--- Begin Information provided ---

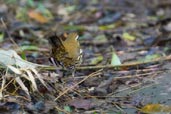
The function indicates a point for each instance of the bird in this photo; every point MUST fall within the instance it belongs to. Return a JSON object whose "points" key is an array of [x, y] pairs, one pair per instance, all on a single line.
{"points": [[65, 50]]}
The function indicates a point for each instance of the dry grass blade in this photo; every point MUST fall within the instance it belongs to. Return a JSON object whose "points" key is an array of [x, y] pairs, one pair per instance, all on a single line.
{"points": [[9, 59], [69, 89], [32, 79], [20, 82], [38, 76]]}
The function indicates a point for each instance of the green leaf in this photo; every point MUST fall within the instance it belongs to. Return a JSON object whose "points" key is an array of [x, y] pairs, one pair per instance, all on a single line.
{"points": [[100, 39], [115, 59]]}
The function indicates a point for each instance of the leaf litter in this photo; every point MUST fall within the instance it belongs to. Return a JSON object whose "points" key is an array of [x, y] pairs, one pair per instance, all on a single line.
{"points": [[137, 32]]}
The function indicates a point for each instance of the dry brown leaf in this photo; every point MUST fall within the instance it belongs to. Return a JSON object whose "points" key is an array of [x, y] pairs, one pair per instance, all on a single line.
{"points": [[37, 16], [155, 108]]}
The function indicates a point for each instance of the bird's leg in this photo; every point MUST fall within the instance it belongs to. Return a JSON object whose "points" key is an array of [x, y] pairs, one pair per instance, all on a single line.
{"points": [[73, 73], [56, 65]]}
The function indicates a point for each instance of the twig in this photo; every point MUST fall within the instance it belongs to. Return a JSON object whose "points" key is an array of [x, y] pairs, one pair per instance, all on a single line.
{"points": [[6, 29], [91, 75]]}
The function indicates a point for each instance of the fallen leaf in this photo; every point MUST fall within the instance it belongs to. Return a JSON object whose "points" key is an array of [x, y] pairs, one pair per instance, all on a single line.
{"points": [[115, 59], [37, 16], [128, 36], [96, 60], [156, 108]]}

--- End Information provided ---

Retype all the records shown above, character for character. Omit every picture.

The function indicates a point for each instance of the bird in this photo; every point MUST fall within the instance it belongs to. Return a JSON object whose "points" key is an array of [x, y] pairs, one pair per instance, all on a single line.
{"points": [[65, 50]]}
The function indicates a point for each instance of the dry grass blade in this photo; every point MUST fall within the instance it belongs to. Return a JSON object whose "points" key is an array of [x, y] pairs, one pair per instance, all on a single line.
{"points": [[9, 59], [69, 89], [32, 79], [20, 82], [38, 76]]}
The function indicates a point for each instance of the green leaf in this photo; every point MUST fall within the instance it belongs to. Return a JSON object whose "points" key is an array of [x, y] pairs, one pair per instance, all on a single line.
{"points": [[100, 39], [115, 59]]}
The function indicates a point for each instance of the leaf litter in this photo; every point MUST fall within the instance it belongs to. Return a JSON object whose "points" key is an array of [x, y] pairs, one pair per instance, all on a single line.
{"points": [[137, 32]]}
The function indicates a point for each instance of the dry brown leaf in this photo; every point MUST fall within the instance it belongs to. Return a JSON object whose "points" key is an array of [x, y] pairs, one pair per instance, all on a single line.
{"points": [[37, 16], [155, 108]]}
The function indicates a point for each instance of the bird's leg in this photo; every point MUST fall within the instance it belongs to. Return a JSON object whose "points" key is an array of [x, y] pairs, one pair per instance, all on a single line.
{"points": [[73, 73], [56, 65]]}
The function indicates a point for each instance of the twig in this photo; every point MUST fall within the instance it belongs to. Return a JSON object whose "points" key is an array of [x, y] pairs, one pair per instance, all on a single line.
{"points": [[6, 29], [91, 75]]}
The function indicates a point for each instance of the fallen leaf in this photo; every point MUST fall within the instance it belongs to. Return a JSON object whose "points" key is an array of [x, y] pairs, one pair per instance, all on a single line.
{"points": [[115, 59], [37, 16], [128, 36], [96, 60], [156, 108]]}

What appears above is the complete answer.